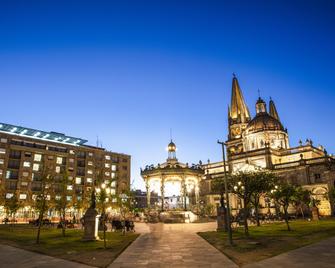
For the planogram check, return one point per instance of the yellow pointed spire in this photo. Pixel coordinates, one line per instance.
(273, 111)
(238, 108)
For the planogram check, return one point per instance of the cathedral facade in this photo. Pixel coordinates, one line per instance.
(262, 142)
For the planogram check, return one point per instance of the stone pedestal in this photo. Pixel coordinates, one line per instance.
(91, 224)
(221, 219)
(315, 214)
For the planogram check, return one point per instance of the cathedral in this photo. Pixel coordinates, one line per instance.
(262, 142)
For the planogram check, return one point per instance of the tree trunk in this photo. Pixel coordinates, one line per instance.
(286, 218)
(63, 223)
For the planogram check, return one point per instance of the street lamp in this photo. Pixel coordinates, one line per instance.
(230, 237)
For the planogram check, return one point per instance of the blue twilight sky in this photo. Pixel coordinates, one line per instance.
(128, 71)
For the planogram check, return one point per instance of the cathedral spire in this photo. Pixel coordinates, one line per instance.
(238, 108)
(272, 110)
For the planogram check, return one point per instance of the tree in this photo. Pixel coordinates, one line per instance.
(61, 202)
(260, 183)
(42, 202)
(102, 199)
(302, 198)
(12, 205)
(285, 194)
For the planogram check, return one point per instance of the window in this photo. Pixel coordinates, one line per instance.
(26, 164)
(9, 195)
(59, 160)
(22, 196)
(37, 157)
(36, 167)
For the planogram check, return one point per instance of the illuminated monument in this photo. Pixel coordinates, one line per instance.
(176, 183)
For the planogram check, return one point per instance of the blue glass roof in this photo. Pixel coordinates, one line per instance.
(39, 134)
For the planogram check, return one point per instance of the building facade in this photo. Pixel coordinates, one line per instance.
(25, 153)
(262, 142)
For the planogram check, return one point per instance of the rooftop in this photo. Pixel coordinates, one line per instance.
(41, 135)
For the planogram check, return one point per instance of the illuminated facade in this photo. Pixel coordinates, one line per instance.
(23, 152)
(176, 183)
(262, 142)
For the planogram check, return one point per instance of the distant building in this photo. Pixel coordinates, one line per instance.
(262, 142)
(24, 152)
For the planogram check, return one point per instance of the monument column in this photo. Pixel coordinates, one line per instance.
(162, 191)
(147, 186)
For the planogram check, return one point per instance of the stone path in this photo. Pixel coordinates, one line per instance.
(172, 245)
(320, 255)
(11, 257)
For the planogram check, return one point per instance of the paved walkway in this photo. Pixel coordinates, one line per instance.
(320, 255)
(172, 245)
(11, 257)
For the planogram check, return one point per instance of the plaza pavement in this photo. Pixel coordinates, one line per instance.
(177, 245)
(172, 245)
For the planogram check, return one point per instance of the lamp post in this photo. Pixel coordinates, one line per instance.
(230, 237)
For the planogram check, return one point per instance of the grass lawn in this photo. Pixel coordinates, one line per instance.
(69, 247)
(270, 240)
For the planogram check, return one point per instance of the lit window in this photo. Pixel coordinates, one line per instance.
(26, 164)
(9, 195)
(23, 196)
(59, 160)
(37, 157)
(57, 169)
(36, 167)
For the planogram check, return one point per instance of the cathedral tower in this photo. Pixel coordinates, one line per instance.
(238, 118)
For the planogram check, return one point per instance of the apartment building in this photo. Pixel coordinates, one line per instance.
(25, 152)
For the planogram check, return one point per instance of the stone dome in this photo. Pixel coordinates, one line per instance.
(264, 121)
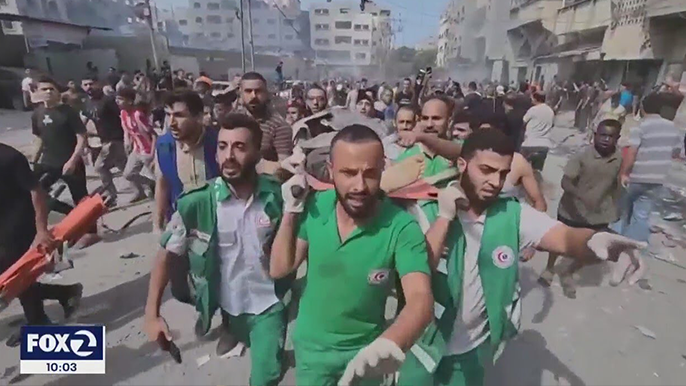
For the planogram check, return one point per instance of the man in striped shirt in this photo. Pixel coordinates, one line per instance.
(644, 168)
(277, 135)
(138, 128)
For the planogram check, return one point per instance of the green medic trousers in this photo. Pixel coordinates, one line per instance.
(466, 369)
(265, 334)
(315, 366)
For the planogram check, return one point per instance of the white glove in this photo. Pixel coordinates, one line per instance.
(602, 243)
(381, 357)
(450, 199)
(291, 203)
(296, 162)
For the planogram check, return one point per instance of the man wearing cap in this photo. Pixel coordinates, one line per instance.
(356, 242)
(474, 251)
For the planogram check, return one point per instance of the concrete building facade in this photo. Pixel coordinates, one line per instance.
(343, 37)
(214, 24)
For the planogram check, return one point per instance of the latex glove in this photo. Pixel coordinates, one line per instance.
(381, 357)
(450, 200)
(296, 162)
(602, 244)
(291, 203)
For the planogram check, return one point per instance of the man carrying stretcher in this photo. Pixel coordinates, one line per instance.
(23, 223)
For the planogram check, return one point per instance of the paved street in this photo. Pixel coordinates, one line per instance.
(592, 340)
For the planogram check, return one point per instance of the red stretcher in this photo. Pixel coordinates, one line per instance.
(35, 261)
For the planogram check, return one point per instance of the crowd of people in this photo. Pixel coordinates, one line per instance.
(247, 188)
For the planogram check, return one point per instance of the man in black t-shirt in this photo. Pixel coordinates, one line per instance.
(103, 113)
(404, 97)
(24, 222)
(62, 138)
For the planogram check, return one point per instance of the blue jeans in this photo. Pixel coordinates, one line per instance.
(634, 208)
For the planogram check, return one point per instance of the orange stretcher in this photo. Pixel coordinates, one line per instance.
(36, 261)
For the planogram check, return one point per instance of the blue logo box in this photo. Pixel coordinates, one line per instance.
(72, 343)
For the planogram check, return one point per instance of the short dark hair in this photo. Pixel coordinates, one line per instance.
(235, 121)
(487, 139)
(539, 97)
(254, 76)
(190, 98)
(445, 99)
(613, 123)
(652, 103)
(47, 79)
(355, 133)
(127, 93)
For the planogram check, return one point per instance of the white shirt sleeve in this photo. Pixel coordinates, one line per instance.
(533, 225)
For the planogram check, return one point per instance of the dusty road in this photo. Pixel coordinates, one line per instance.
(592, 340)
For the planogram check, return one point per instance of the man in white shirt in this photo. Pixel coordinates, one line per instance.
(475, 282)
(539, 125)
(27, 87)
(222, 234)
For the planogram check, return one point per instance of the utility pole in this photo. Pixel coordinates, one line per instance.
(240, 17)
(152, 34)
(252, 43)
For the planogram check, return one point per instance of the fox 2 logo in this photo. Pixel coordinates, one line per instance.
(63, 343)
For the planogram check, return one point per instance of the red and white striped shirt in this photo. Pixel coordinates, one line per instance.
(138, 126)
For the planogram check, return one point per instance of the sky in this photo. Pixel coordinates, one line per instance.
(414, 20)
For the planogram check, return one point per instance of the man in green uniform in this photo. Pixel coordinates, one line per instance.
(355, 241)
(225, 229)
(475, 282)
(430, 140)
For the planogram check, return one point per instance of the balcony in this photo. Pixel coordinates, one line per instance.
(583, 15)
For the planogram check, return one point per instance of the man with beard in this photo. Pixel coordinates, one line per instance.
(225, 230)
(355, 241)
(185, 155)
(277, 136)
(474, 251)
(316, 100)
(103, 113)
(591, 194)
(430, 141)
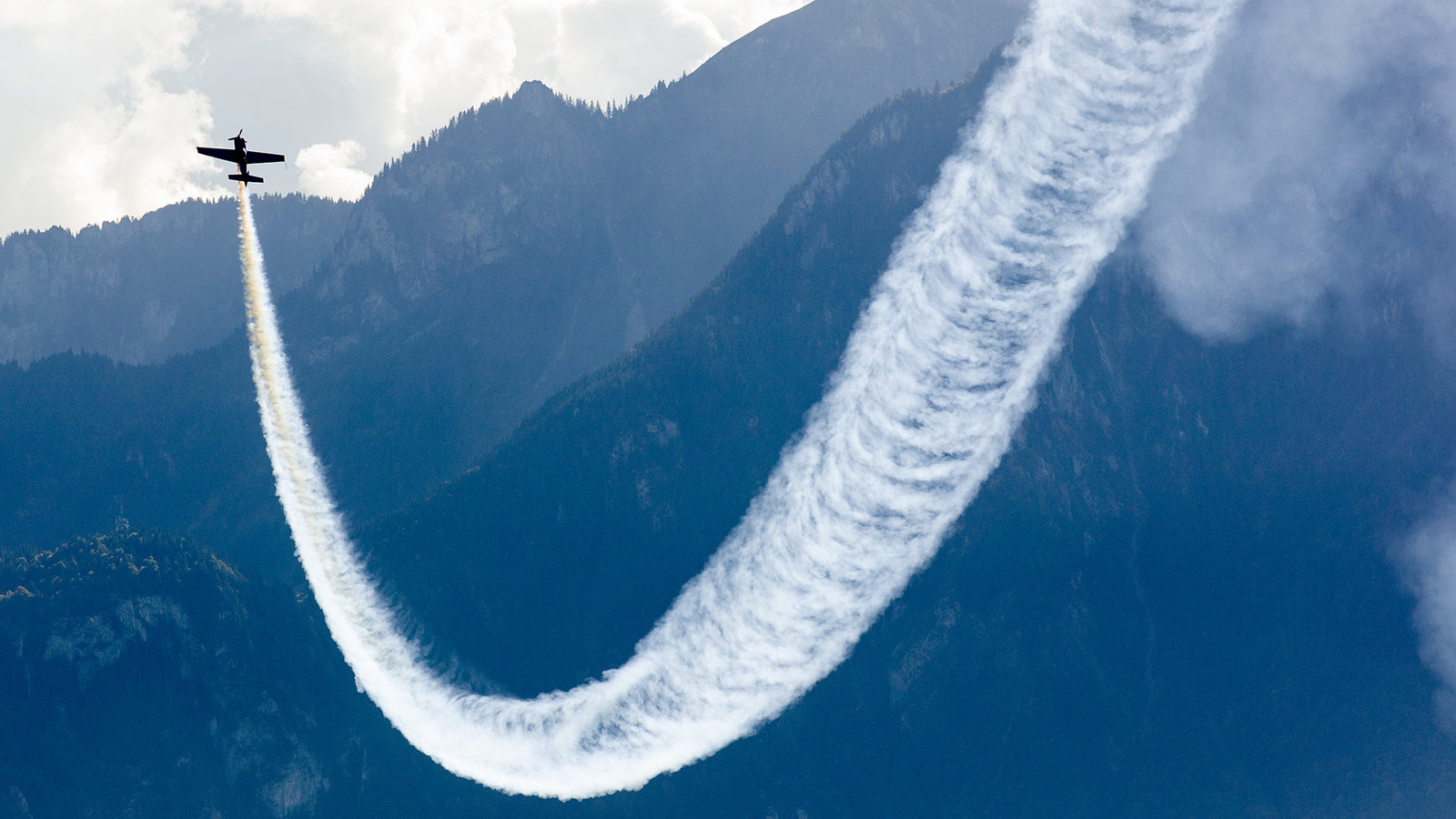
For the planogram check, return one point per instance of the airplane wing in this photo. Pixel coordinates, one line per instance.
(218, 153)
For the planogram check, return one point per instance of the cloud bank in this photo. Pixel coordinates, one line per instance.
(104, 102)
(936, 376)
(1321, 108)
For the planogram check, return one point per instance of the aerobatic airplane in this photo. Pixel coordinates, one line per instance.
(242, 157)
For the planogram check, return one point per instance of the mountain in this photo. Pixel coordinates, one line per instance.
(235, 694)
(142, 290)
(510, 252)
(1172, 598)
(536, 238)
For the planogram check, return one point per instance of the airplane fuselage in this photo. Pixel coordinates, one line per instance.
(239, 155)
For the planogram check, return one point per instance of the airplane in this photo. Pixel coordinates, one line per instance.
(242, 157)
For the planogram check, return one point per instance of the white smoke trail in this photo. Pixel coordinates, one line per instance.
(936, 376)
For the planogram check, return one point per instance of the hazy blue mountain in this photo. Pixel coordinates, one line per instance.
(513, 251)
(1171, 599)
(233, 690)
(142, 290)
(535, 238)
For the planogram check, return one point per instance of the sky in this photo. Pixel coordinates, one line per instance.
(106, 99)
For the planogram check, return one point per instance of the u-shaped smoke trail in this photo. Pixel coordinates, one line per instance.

--- --- ---

**CEL ZADANIA**
Przepisz bez żadnych zmian fragment rekordów od wiersza zawierającego „of the hazy” do samego końca rekordów, łącznie z tym pierwszym wierszem.

**WYNIK ZADANIA**
For the planogram check, return one point per instance of the hazy blue mountain in this photo. Pixel coordinates, one line per instance.
(513, 251)
(1171, 599)
(233, 690)
(142, 290)
(535, 238)
For the planogram check, return one point per instance of the sky in this photo. Pixel coordinates, one line per instance.
(106, 99)
For the planogram check, return one point per instance of the u-shaped smoke trail in this photo. Pixel coordinates, one line per instance.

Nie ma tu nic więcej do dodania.